Die beiden berichteten auch von den Entzugserscheinungen in Sachen Narretei, die die Corona-Pandemie verursacht hatte. Sie habe eine Prunksitzung im Homeoffice veranstalten müssen, meinte Annouk Huband. Ihr Papa, der Sitzungspräsident, habe es ohne Fastnacht einfach nicht ausgehalten. So gestählt, glaubten die beiden sich für künftige Krisen gewappnet. Wenn demnächst die Energie knapp werde, so Maria Haun, werde man die Prunksitzung wohl bei Kerzenschein abhalten müssen.
Der närrische Nachwuchs spielt bei den Hasekühle eine große Rolle. Stolz ist man bei der Narrengilde auf die zahlreichen Garden. Sechs Formationen mit rund 100 Akteuren standen bei der Prunksitzung auf der Bühne. Sie alle beeindruckten und begeisterten an diesem Abend. Phantasievolle Kostüme, farbenprächtige Bilder, kreative Arrangements – dafür wurden sie vom Publikum gefeiert.
Juniorengarde tanzt Schach
Die Jüngsten machen in der Purzelgarde mit. Bei ihrem Ausflug in den Wald war tierisch was los. Füchse, Hasen, Rehe tummelten sich auf der Bühne. Sogar die Regenwürmer suchten das Licht der Öffentlichkeit. Der Förster hatte alle Hände voll zu tun.
An unbeschwerte Zeiten erinnerte die Kindergarde. Die Mädchen machten mit ihrer Darbietung deutlich, wie schön es auf dem Land ist. Die Juniorengarde erweckte ein Schachspiel zum Leben. König und Dame rangen um die Vorherrschaft, um plötzlich Zuneigung füreinander zu entdecken.
Ein graues Haar – diese Entdeckung kann turbulente Folgen zeitigen. Die gemischte Schautanzgruppe hatte dazu eine rasante Choreographie einstudiert. Einen Auftritt voller Anmut, Eleganz und Charme zeigte die Prinzengarde. Den klassischen Gardetanz beherrschen die Mädchen nahezu in Perfektion. Formationen und Figuren waren bestens aufeinander abgestimmt.
Auf die Jagd nach Außerirdischen machte sich die Männertanzgruppe. Die Darbietung der "Men in Black" war eine Hommage an den gleichnamigen Kinohit. Rasanz und Präzision zeichneten den Auftritt aus.
Klostersänger und Majorettes
Unterstützung erhielten die Hasekühle durch Gastauftritte befreundeter Fastnachtsgesellschaften. Erstmals waren die Amorbacher Klostersänger in Grünsfeld auf der Bühne. Die aus Funk und Fernsehen bekannte Formation setzte sich kritisch mit dem aktuellen Geschehen auseinander. Politische Korrektheit war ihre Sache nicht. Bei der Regierung konstatierten die Sänger "Kakophonie statt Einheit". Und im Fußball zähle mittlerweile Geld mehr als Moral.

Zeilen aus einer Datensammlung
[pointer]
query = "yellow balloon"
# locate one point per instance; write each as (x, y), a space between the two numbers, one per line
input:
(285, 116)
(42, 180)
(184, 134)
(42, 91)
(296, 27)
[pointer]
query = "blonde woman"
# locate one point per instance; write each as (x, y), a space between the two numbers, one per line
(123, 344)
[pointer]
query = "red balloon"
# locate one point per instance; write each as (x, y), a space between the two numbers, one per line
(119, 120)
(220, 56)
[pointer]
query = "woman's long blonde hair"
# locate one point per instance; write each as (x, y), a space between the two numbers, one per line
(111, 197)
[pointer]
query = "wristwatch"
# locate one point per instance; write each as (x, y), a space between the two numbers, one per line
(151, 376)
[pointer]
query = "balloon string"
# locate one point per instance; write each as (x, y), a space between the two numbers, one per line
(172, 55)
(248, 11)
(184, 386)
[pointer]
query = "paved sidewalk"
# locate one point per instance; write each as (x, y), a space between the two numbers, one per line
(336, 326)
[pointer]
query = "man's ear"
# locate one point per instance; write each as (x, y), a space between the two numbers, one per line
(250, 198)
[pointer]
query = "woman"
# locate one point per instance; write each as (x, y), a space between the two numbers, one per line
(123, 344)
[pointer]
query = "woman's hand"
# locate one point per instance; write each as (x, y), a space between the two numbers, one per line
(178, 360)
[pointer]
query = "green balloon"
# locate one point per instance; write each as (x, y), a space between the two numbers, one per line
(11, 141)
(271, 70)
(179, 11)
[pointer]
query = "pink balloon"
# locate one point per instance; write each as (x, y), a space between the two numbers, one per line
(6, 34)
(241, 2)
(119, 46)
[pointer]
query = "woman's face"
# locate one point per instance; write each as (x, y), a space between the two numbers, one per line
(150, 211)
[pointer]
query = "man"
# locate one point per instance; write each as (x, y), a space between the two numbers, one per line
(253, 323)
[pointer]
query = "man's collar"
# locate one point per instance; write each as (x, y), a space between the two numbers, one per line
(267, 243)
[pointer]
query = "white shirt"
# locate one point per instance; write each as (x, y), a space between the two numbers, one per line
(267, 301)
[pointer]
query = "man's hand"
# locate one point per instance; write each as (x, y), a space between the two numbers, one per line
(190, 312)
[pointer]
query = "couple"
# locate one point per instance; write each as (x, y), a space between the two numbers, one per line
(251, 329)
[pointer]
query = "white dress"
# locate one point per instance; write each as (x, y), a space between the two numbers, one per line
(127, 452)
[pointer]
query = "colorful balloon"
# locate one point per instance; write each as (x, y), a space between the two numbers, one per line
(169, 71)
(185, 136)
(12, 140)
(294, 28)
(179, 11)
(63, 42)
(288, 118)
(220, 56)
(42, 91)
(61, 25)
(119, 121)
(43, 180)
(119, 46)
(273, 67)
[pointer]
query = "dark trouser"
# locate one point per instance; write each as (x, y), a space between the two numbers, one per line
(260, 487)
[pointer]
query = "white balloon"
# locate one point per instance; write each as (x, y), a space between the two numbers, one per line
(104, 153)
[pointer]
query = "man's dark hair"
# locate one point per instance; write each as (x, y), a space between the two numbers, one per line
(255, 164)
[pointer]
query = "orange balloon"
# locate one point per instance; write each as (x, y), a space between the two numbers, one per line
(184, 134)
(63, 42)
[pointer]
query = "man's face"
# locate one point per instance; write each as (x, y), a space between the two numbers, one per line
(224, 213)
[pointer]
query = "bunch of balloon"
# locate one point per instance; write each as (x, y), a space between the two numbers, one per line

ANHAND DER ANGABEN:
(1) Wie viele Formationen mit wie vielen Akteuren standen laut dem Bericht über die Prunksitzung auf der Bühne?
(2) Führe den Bericht über die Prunksitzung im Anschluss an seinen letzten Satz weiter.

ERGEBNISSE JE AUFGABE:
(1) Sechs Formationen mit rund 100 Akteuren.

(2)
Scharfzüngig kommentierte auch Peter Bienert von den "Hordemer Wölf", was sich in der jüngsten Vergangenheit ereignet hat. Ulrike Walter aus Uissigheim plauderte als Kaffeetante aus dem Nähkästchen. Andreas Poser von den "Lustigen Vögeln" aus Großheubach war als Auswanderer unterwegs.
Die Schautanzgruppe der "Bischemer Kröten" gab mit "Über den Wolken" den Startschuss zum Abheben. Die Mädchen begeisterten als fesche Flugbegleiterinnen in adretten Kostümen mit einer pfiffigen Choreographie.
Abschied, Rückkehr und Einstand
Ein Beispiel guter Tanzdarbietung gaben die "Majorettes" aus Helmstadt ab. Und das im wahrsten Sinne des Wortes. Ausgestattet mit Leuchtdioden, brachten die Mädchen Licht ins Dunkel.
Gegen Mitternacht erhöhten die Hasekühle noch einmal die Schlagzahl. Beim "Schlagerboom" gaben sich Stars der Szene ein Stelldichein. Die Playback-Show mit Hits von Florian Silbereisen, Beatrice Egli oder DJ Ötzi riss das Publikum von den Sitzen.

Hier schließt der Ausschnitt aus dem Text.